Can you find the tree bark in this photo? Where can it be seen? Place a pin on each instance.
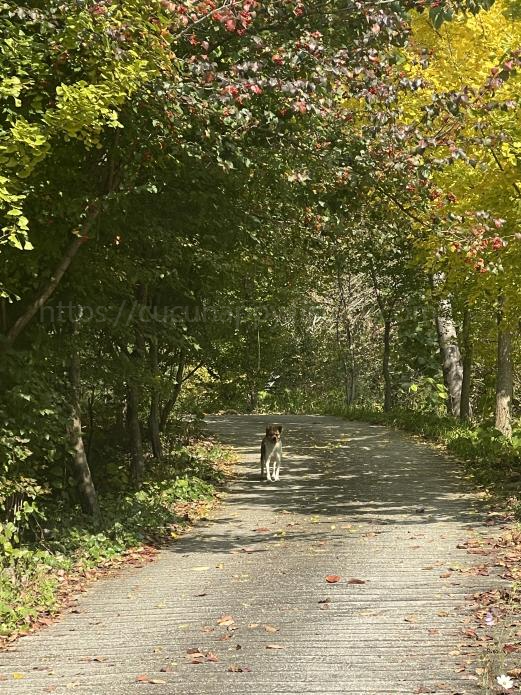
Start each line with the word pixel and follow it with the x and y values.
pixel 86 488
pixel 504 377
pixel 450 355
pixel 386 313
pixel 53 283
pixel 153 416
pixel 388 388
pixel 465 408
pixel 137 461
pixel 170 403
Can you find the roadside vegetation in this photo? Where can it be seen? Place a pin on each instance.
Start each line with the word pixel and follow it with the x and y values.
pixel 282 206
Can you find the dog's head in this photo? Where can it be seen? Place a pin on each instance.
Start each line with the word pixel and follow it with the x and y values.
pixel 273 433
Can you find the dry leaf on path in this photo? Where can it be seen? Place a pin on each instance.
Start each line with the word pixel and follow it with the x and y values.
pixel 333 578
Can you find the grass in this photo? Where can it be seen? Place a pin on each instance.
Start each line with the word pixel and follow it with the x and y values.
pixel 493 462
pixel 36 576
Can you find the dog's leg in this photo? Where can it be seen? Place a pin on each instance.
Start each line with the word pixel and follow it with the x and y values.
pixel 268 472
pixel 263 460
pixel 276 467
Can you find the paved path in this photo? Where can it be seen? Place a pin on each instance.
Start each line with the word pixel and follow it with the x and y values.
pixel 347 504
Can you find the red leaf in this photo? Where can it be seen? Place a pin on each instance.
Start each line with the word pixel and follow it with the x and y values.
pixel 333 578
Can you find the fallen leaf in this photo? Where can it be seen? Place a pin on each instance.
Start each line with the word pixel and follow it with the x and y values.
pixel 333 578
pixel 145 678
pixel 225 620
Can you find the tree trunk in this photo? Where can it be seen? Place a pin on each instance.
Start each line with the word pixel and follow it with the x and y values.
pixel 170 403
pixel 86 489
pixel 153 416
pixel 450 355
pixel 465 409
pixel 52 284
pixel 135 440
pixel 504 377
pixel 388 388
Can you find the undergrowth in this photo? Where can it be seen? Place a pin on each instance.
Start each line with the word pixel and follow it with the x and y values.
pixel 67 544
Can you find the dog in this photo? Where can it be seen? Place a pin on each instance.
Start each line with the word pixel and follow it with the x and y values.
pixel 271 450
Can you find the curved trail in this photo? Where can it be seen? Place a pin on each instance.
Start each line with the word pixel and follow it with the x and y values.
pixel 348 503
□ □ □ □ □
▶ [Required task]
Rewrite the lines from the first one through the line holding "pixel 36 576", inclusive, with "Place a pin" replaced by "Put a pin" and all else unchanged. Leave the pictures out of your answer.

▶ [Output for this task]
Can you find the tree bark in this photo? Where can it be seen? Put a pin on each instance.
Start each line with the word pixel and follow it with the x and y values.
pixel 86 488
pixel 504 377
pixel 450 355
pixel 386 313
pixel 53 283
pixel 153 416
pixel 388 388
pixel 465 408
pixel 137 461
pixel 170 403
Can you find the roadside vegetation in this photo? Where can it be seen? Put a pin on each instance.
Start each line with the word pixel and follow it with the x and y values.
pixel 282 206
Can you find the dog's head in this photo? Where can it be seen? Put a pin on each instance.
Start each line with the word pixel and follow it with the x and y values.
pixel 273 433
Can you find the dry leaf on path in this photo? Where can it be seen? Put a pin on each instance.
Start each line with the word pixel and follow it with the x and y values.
pixel 333 578
Can you find the grass in this photo? Where can it be seen? Put a pin on each instance.
Start each line with the word pixel and follow it with the x and y values.
pixel 493 462
pixel 36 576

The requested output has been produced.